* Records from a data source
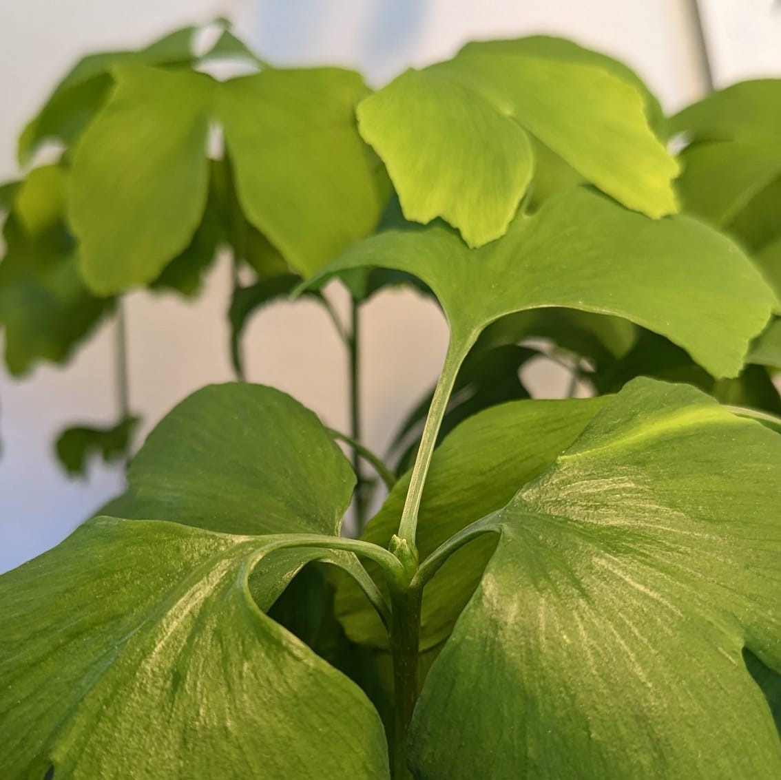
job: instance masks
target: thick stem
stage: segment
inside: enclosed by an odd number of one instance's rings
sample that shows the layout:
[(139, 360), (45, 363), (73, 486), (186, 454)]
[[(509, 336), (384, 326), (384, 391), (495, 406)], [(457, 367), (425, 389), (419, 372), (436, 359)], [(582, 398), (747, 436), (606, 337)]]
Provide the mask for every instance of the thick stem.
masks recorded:
[(412, 778), (407, 768), (407, 737), (418, 698), (422, 593), (419, 588), (407, 587), (390, 595), (390, 654), (394, 680), (390, 775), (393, 780)]
[[(348, 340), (348, 359), (349, 362), (350, 384), (350, 438), (354, 441), (361, 440), (361, 364), (360, 364), (360, 304), (351, 298), (350, 337)], [(366, 522), (366, 502), (364, 493), (363, 470), (361, 455), (357, 449), (352, 451), (352, 468), (358, 482), (355, 485), (355, 527), (358, 533), (363, 530)]]
[(418, 511), (420, 509), (420, 499), (423, 493), (423, 485), (426, 475), (429, 472), (431, 456), (437, 445), (437, 436), (442, 425), (442, 418), (448, 409), (448, 401), (455, 383), (458, 369), (473, 343), (473, 339), (455, 340), (451, 338), (448, 347), (448, 353), (444, 358), (444, 365), (440, 374), (431, 406), (426, 418), (423, 433), (420, 437), (420, 446), (415, 457), (415, 465), (409, 479), (409, 490), (405, 500), (404, 510), (401, 512), (401, 522), (398, 526), (398, 536), (405, 540), (413, 548), (415, 547), (415, 534), (418, 527)]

* Task to carry out
Rewrite everything from the start of the material down to the line containing "533), (363, 530)]]", switching "thick stem" to "main stalk" and changing nothing else. Leave the pictures out.

* Worked solution
job: instance masks
target: main stalk
stage: segment
inside: enclosed by an odd number of one instance's rings
sample that shows the layout:
[(139, 360), (45, 363), (73, 486), (186, 454)]
[[(509, 336), (384, 326), (384, 391), (495, 406)], [(457, 367), (425, 389), (419, 372), (436, 359)], [(582, 398), (747, 436), (606, 337)]]
Provide the mask for every instance of the main stalk.
masks recorded:
[(412, 778), (407, 768), (407, 737), (418, 698), (422, 593), (419, 588), (407, 587), (390, 595), (390, 654), (394, 680), (390, 775), (393, 780)]
[[(348, 340), (348, 359), (349, 362), (350, 384), (350, 438), (354, 441), (361, 440), (361, 364), (360, 364), (360, 304), (351, 298), (350, 337)], [(366, 522), (366, 502), (364, 493), (363, 470), (361, 455), (357, 449), (352, 451), (352, 468), (358, 482), (355, 485), (355, 527), (358, 533), (363, 530)]]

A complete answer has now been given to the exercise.